**AIM**
Set down each of the entries below word for word, line by line, with nothing changed.

###

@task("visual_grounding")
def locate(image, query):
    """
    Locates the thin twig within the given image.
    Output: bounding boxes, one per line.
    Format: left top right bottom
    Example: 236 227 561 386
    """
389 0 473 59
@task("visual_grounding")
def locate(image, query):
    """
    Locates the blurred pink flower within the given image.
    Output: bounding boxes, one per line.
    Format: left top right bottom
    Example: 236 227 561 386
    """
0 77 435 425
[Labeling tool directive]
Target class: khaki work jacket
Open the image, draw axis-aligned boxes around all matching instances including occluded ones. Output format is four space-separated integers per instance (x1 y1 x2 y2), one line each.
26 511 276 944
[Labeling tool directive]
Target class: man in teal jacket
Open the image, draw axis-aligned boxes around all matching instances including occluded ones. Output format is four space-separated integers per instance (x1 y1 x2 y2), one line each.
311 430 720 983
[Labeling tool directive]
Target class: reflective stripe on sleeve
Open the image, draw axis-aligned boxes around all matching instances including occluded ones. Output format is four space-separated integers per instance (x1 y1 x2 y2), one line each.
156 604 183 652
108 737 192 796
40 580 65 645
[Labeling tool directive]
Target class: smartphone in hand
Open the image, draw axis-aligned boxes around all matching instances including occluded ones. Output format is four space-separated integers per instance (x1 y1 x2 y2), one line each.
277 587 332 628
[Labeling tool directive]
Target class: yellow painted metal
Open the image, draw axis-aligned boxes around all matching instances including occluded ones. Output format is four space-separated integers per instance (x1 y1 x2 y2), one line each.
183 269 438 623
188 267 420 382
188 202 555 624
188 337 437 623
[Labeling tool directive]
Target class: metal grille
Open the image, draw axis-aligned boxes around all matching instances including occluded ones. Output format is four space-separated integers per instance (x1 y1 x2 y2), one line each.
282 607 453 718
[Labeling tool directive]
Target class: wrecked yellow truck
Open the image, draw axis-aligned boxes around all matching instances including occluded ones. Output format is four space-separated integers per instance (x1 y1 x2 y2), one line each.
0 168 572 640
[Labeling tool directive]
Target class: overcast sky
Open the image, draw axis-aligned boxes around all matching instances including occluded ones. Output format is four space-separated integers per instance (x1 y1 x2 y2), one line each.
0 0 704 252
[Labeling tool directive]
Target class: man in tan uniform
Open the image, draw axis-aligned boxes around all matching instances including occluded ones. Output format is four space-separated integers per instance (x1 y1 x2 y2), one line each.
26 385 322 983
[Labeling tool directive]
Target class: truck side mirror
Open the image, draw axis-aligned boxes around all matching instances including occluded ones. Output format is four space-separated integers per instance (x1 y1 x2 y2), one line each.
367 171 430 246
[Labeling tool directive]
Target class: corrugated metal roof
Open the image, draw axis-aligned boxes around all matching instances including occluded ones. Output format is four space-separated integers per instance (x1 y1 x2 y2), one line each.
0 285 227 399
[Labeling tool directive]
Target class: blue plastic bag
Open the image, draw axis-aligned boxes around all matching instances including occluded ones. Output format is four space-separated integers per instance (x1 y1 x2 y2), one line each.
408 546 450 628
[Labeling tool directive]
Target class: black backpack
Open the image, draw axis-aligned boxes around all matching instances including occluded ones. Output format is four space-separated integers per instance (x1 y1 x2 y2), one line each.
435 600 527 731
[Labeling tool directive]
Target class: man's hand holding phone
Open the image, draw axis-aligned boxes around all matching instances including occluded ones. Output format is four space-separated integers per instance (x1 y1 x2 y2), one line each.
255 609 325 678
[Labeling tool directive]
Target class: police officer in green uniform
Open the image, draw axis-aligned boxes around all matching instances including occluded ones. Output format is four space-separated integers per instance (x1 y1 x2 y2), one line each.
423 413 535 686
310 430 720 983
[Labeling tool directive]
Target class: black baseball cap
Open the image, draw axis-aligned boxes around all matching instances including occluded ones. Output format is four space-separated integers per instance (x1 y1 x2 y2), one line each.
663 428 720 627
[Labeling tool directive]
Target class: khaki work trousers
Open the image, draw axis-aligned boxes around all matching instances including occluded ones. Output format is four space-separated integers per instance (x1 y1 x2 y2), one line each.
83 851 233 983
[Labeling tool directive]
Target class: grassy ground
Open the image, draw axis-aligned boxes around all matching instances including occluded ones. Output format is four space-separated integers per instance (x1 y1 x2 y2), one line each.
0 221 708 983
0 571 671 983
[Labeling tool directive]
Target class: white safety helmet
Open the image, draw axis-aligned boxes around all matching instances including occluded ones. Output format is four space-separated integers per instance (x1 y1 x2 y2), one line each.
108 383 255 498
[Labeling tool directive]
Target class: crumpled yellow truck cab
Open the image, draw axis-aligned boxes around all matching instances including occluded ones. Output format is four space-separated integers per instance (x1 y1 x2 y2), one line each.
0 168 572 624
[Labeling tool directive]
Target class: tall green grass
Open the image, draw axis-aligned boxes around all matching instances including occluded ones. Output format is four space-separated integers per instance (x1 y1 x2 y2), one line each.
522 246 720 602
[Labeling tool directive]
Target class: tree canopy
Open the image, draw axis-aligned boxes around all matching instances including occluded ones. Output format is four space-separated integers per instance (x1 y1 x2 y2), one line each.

###

**CORRECT RESULT**
@task("visual_grounding")
def locate(image, query):
    """
    Locates the thin twig within the given image.
    Output: bounding boxes, one per line.
    Format: left top right bottom
    Example: 236 227 561 386
    """
389 0 473 59
@task("visual_grounding")
def locate(image, query):
    """
    Locates the blurred pink flower within the given image.
    Output: bounding boxes, one per line.
    Format: left top right bottom
    Example: 236 227 561 386
    """
0 77 435 425
[Labeling tool directive]
Target class: khaki work jacket
Open the image, draw axis-aligned boxes around all matching instances including occluded ones. Output format is four space-separated integers per instance (x1 y1 x2 y2), one line each.
26 511 276 944
[Labeling tool directive]
Target class: man in teal jacket
Open the image, draw axis-aligned boxes around all matching instances including occluded ones. Output format is four space-separated integers per instance (x1 y1 x2 y2), one line each.
311 430 720 983
[Labeling tool directive]
Target class: reflective stripe on sleeve
Open the image, draw axis-aligned boxes around all matching instances including occluded ones. Output format is four space-separated integers per instance (x1 y1 x2 y2), one line each.
156 604 183 652
108 737 192 796
40 580 65 645
[Labeling tool directive]
Target class: smartphone in hand
Open the image, draw axis-aligned boxes around all matching instances including occluded ones. Output format is four space-separated integers per instance (x1 y1 x2 y2), one line each.
277 587 332 628
[Labeling tool directive]
Target class: yellow painted metal
Open the image, draw axis-aligned boxes around all matching instances including occluded ones. Output format is four space-separated integers per instance (x1 y1 x2 y2), one line each.
183 269 438 623
188 267 420 382
188 202 555 624
188 337 437 623
[Labeling tool directive]
Target class: metal grille
Open the image, draw axis-aligned boxes around all matching instances including occluded ones. Output format is four space-separated integers per instance (x1 y1 x2 y2), one line each.
282 607 453 718
[Labeling tool directive]
Target class: wrecked yellow truck
Open the image, draw axis-aligned boxes around all matching instances including occluded ones. Output format is four space-separated integers per instance (x1 y1 x2 y2), one line each.
0 168 572 640
[Labeling tool directive]
Target class: overcast sky
Open the image, draw axis-aligned boxes around all matching instances including occluded ones. Output format is four space-separated integers per instance (x1 y1 x2 y2), one line each.
0 0 704 252
[Labeling tool directive]
Target class: man in tan uniform
Open the image, draw axis-aligned boxes around all matching instances including occluded ones. Output format is four space-separated integers per instance (x1 y1 x2 y2), one line each.
26 385 322 983
[Labeling tool directive]
Target class: truck side mirror
Open the image, draw axis-aligned boxes around all matching instances including occluded ones. Output format is four space-separated integers per instance (x1 y1 x2 y2), one line each.
367 171 430 246
[Labeling tool directive]
Target class: corrugated metal roof
Open the image, draw axis-aligned boxes around all matching instances including occluded ones. Output format is four space-separated integers per instance (x1 y1 x2 y2), one line each.
0 285 227 399
[Labeling tool directive]
Target class: blue plastic bag
Open the image, draw axis-aligned boxes around all matching instances including occluded ones. Output format is four space-separated integers per instance (x1 y1 x2 y2), one line each.
408 546 450 628
[Labeling tool directive]
Target class: black backpack
Open the image, draw axis-aligned boxes around all matching instances including occluded ones. Output format is four space-separated integers per instance (x1 y1 x2 y2), one line each.
435 600 527 731
[Labeling tool directive]
Target class: man's hand holding phone
Open the image, draw axis-aligned boxes around all matching instances including occluded ones. Output format is four space-separated integers per instance (x1 y1 x2 y2), one line each.
255 609 325 678
[Labeling tool directive]
Target class: police officer in green uniform
Open the image, draw axis-aligned boxes around all matching instances including occluded ones. Output format is four space-separated integers per instance (x1 y1 x2 y2), one line each.
423 413 535 686
310 430 720 983
[Labeling tool directive]
Target class: black baseball cap
Open the image, draw axis-aligned boxes around all matching instances including occluded ones. Output format is four space-separated integers per instance (x1 y1 x2 y2), one line each.
663 428 720 627
[Labeling tool directive]
Target class: khaki work trousers
Open the image, draw axis-aligned boxes around all matching instances including occluded ones. Output format is four space-separated integers per instance (x1 y1 x2 y2), one line each.
83 851 233 983
[Labeling tool directive]
Target class: grassy ground
Open the image, draw axis-aligned boxes around all matching instances including occluded ones. Output format is four space-separated integers per instance (x1 y1 x2 y2), one line each.
0 221 708 983
0 571 671 983
[Labeling tool directive]
Target class: white safety helmet
Open the image, draw axis-aligned boxes around all matching instances including occluded ones. Output format is four space-separated integers per instance (x1 y1 x2 y2), one line each.
108 383 255 498
[Labeling tool directive]
Target class: crumpled yellow truck cab
Open the image, draw axis-aligned boxes around all matching instances including occluded ones. Output format is four space-separated integers per instance (x1 y1 x2 y2), one line each.
0 168 572 624
[Labeling tool directive]
Target class: tall green grass
Open the image, draw axis-aligned boxes around all matching instances including occluded ones. Output format is four space-separated integers per instance (x1 y1 x2 y2), one line each.
522 246 720 602
[Labeling tool directive]
Target class: tree canopy
Open the image, draw axis-aligned boxes around all matching instances including occluded ones. Output format is four space-separated integers per instance (x1 y1 x2 y2), one line each.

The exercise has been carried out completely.